- **Exercise inputs**:
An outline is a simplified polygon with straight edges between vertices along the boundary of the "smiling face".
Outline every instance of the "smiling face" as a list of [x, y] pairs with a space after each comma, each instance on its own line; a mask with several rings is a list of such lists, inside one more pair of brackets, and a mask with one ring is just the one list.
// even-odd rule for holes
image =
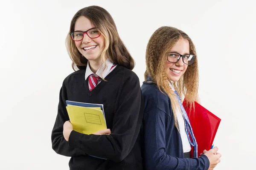
[[[76, 22], [74, 31], [85, 31], [93, 28], [94, 26], [89, 19], [81, 16]], [[105, 44], [104, 37], [102, 35], [96, 38], [91, 38], [84, 34], [82, 40], [75, 41], [75, 43], [79, 51], [89, 61], [101, 62], [100, 56]]]
[[[180, 54], [181, 55], [189, 54], [189, 41], [183, 38], [179, 39], [176, 43], [170, 49], [169, 52], [173, 52]], [[165, 56], [165, 57], [166, 56]], [[170, 62], [166, 60], [165, 63], [165, 70], [171, 80], [177, 82], [185, 73], [188, 65], [184, 64], [180, 58], [179, 61], [176, 63]]]

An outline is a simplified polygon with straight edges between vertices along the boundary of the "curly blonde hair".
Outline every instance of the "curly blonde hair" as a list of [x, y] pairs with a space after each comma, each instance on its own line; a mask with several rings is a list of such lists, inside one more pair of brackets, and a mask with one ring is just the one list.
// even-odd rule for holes
[[[146, 51], [146, 71], [145, 79], [148, 75], [156, 84], [158, 89], [165, 93], [171, 99], [174, 113], [175, 125], [179, 129], [177, 113], [180, 108], [174, 91], [170, 88], [170, 79], [165, 71], [166, 54], [183, 38], [189, 43], [189, 54], [196, 56], [195, 45], [189, 37], [183, 31], [175, 28], [163, 26], [157, 29], [152, 35], [147, 46]], [[194, 101], [198, 101], [198, 69], [197, 57], [195, 62], [189, 65], [186, 71], [180, 79], [172, 84], [180, 96], [186, 99], [186, 104], [190, 109], [194, 107]]]
[[[105, 66], [107, 59], [109, 58], [114, 63], [132, 70], [135, 64], [134, 60], [119, 37], [115, 22], [108, 12], [103, 8], [96, 6], [80, 9], [71, 20], [69, 32], [74, 31], [76, 20], [81, 16], [89, 19], [104, 37], [105, 44], [101, 59]], [[69, 33], [67, 37], [66, 44], [69, 55], [73, 61], [73, 69], [76, 71], [84, 68], [88, 60], [78, 51]]]

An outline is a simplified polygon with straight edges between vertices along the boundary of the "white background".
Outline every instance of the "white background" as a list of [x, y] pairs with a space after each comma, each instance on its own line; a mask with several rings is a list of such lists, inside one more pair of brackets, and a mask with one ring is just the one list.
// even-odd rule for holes
[[60, 88], [73, 72], [65, 46], [79, 9], [111, 14], [143, 81], [148, 41], [159, 27], [186, 32], [197, 49], [201, 104], [222, 119], [216, 170], [255, 169], [256, 11], [247, 0], [1, 0], [0, 168], [68, 170], [52, 150]]

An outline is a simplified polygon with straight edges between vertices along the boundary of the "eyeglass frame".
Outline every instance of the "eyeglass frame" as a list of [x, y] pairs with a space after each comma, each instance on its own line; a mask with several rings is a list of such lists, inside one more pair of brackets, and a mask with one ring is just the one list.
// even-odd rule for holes
[[[99, 36], [97, 37], [94, 37], [94, 38], [91, 38], [89, 36], [89, 35], [88, 34], [87, 32], [88, 32], [88, 31], [89, 31], [91, 29], [95, 29], [95, 28], [97, 28], [97, 27], [92, 28], [90, 28], [90, 29], [88, 29], [88, 30], [86, 31], [72, 31], [72, 32], [70, 32], [70, 36], [71, 36], [71, 38], [72, 38], [72, 40], [73, 40], [75, 41], [81, 41], [81, 40], [83, 40], [83, 39], [84, 39], [84, 34], [86, 34], [87, 35], [87, 36], [90, 38], [91, 38], [92, 39], [94, 39], [94, 38], [97, 38], [99, 37], [99, 36], [100, 36], [100, 35], [101, 35], [101, 33], [100, 32], [99, 33]], [[75, 33], [76, 32], [81, 32], [83, 33], [83, 37], [82, 38], [82, 39], [81, 40], [74, 40], [74, 38], [72, 37], [72, 34], [73, 33]]]
[[180, 59], [181, 57], [182, 57], [182, 62], [183, 62], [183, 63], [185, 64], [186, 64], [187, 65], [191, 65], [194, 62], [193, 62], [191, 64], [187, 64], [187, 63], [185, 63], [185, 62], [184, 62], [184, 58], [183, 58], [183, 57], [184, 56], [186, 56], [186, 55], [192, 55], [193, 56], [195, 57], [195, 55], [193, 55], [193, 54], [184, 54], [184, 55], [181, 55], [179, 53], [176, 53], [175, 52], [169, 52], [168, 53], [167, 53], [167, 54], [169, 54], [169, 53], [175, 53], [175, 54], [179, 54], [180, 55], [180, 56], [178, 57], [178, 58], [177, 59], [177, 61], [176, 61], [176, 62], [172, 62], [171, 61], [169, 61], [169, 60], [168, 60], [168, 58], [169, 58], [169, 56], [167, 56], [167, 61], [168, 61], [168, 62], [172, 62], [172, 63], [176, 63], [176, 62], [179, 62], [179, 61], [180, 60]]

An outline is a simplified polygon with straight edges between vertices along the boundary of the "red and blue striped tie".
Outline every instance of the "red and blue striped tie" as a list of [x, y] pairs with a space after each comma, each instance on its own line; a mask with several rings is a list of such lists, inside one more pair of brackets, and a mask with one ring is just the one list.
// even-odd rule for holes
[[[112, 69], [116, 65], [115, 64], [113, 64], [110, 70]], [[94, 74], [91, 74], [89, 76], [89, 79], [88, 79], [88, 85], [89, 86], [89, 90], [90, 91], [92, 91], [95, 87], [98, 85], [101, 78], [99, 76], [95, 77], [93, 76]]]

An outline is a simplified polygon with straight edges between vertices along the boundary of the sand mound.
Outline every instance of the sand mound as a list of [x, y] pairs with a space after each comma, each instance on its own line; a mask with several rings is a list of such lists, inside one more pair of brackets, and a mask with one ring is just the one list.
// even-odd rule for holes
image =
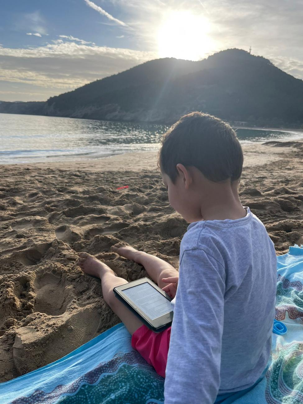
[[[280, 254], [303, 234], [303, 152], [290, 145], [279, 158], [276, 149], [274, 162], [246, 166], [240, 189]], [[90, 164], [87, 170], [2, 167], [0, 381], [58, 359], [120, 322], [102, 299], [100, 281], [77, 266], [81, 251], [129, 281], [147, 274], [110, 250], [118, 241], [178, 267], [187, 224], [170, 206], [159, 172], [118, 175]]]

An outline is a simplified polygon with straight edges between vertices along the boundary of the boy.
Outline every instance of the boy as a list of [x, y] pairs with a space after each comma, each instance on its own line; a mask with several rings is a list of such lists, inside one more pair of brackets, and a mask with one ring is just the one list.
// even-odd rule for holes
[[80, 265], [100, 278], [105, 301], [132, 335], [133, 346], [165, 377], [166, 404], [236, 399], [267, 370], [276, 303], [274, 244], [239, 200], [243, 157], [229, 125], [193, 112], [162, 143], [159, 164], [170, 203], [190, 223], [179, 272], [124, 243], [113, 249], [142, 265], [174, 298], [171, 328], [156, 334], [143, 325], [112, 292], [127, 281], [104, 264], [82, 253]]

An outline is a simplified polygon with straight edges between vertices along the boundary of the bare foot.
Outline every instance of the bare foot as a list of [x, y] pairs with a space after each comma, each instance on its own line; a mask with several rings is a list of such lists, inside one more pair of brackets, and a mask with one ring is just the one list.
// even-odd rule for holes
[[101, 278], [105, 271], [112, 271], [105, 264], [87, 253], [80, 253], [78, 265], [85, 274]]
[[132, 261], [135, 261], [140, 263], [138, 259], [138, 253], [139, 252], [133, 247], [130, 246], [127, 243], [125, 243], [124, 241], [122, 241], [120, 243], [115, 244], [114, 246], [112, 246], [111, 249], [114, 253], [119, 254], [121, 257], [124, 257], [125, 258], [130, 259]]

- **Request**:
Give the rows in the part that opens with the line containing "of the boy." and closes with the line containing "264], [82, 253]]" as a two-column CSV headed instruction and answer, one line for each row. Put each row's text and its answer in a single quoted field, with line breaks turned into spaces.

- **Answer to this problem**:
instruction,answer
"An outline is a simplified polygon with straight edges between vertices along the boundary of the boy. Outline every instance of the boy as a list of [x, y] pairs with a space after each comma, each instance on its own line; a mask with several rings is a list of such lists, inside one more pair of brackets, and a mask with one ring is just the one list. // even-odd rule for holes","[[80, 265], [100, 278], [105, 301], [132, 335], [133, 346], [165, 377], [166, 404], [236, 399], [267, 370], [276, 303], [274, 244], [239, 200], [243, 157], [229, 125], [193, 112], [162, 143], [159, 164], [170, 203], [190, 223], [179, 272], [124, 243], [113, 249], [142, 265], [174, 298], [171, 328], [156, 334], [143, 325], [112, 292], [127, 281], [104, 264], [82, 253]]"